• Exercise:
Which lines in the items below contain the word "rough"? Show each of them in full.

• Working data:
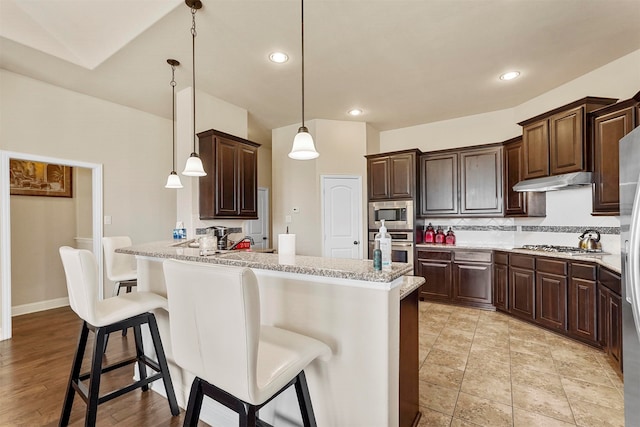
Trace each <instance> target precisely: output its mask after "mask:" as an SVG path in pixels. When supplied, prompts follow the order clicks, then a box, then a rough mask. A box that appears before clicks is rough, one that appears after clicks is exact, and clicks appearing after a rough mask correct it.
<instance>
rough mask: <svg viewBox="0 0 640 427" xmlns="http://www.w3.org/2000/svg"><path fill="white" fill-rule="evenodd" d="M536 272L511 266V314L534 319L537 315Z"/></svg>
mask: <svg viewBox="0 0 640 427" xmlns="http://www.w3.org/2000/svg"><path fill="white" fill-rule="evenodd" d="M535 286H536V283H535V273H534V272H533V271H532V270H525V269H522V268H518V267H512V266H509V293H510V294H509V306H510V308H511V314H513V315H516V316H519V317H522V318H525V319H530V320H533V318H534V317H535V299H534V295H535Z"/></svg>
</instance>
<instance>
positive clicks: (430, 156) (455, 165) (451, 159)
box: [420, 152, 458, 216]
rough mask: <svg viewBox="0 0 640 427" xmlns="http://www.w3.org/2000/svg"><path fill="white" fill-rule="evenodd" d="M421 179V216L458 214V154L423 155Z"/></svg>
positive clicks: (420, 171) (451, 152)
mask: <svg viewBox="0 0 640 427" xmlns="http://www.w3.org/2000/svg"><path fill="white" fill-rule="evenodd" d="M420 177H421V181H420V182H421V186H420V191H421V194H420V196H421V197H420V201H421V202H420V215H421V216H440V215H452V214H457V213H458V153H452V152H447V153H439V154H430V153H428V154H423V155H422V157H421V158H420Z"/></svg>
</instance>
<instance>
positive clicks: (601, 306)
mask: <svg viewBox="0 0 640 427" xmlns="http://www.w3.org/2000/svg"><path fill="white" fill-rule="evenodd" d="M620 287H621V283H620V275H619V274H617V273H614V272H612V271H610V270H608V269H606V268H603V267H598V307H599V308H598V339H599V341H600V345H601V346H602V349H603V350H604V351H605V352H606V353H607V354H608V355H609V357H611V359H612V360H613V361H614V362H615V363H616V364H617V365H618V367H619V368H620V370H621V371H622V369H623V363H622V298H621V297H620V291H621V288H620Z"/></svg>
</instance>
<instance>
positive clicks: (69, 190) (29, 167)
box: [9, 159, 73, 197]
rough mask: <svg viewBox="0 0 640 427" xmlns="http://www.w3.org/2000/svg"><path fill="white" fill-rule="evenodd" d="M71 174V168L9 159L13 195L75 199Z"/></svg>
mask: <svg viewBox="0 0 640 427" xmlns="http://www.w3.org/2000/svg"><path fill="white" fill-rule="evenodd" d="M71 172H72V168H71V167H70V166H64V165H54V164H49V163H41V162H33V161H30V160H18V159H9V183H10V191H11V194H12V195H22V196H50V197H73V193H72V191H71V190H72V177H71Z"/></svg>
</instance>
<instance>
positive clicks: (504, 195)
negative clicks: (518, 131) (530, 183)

• Your solution:
Trace each <instance> target precisely: output its mask after "mask:" as an SVG path in pixels. When supplied, prompts follow the order clicks, then a box, then a rough mask. A box that appears before clicks is rough, one that appears after clicks is exact, and clicks appearing after a rough mask correct it.
rough mask: <svg viewBox="0 0 640 427" xmlns="http://www.w3.org/2000/svg"><path fill="white" fill-rule="evenodd" d="M536 272L511 266V314L534 319L537 315Z"/></svg>
rough mask: <svg viewBox="0 0 640 427" xmlns="http://www.w3.org/2000/svg"><path fill="white" fill-rule="evenodd" d="M421 179V216L458 214V154L423 155Z"/></svg>
rough mask: <svg viewBox="0 0 640 427" xmlns="http://www.w3.org/2000/svg"><path fill="white" fill-rule="evenodd" d="M71 174V168L9 159L13 195L75 199Z"/></svg>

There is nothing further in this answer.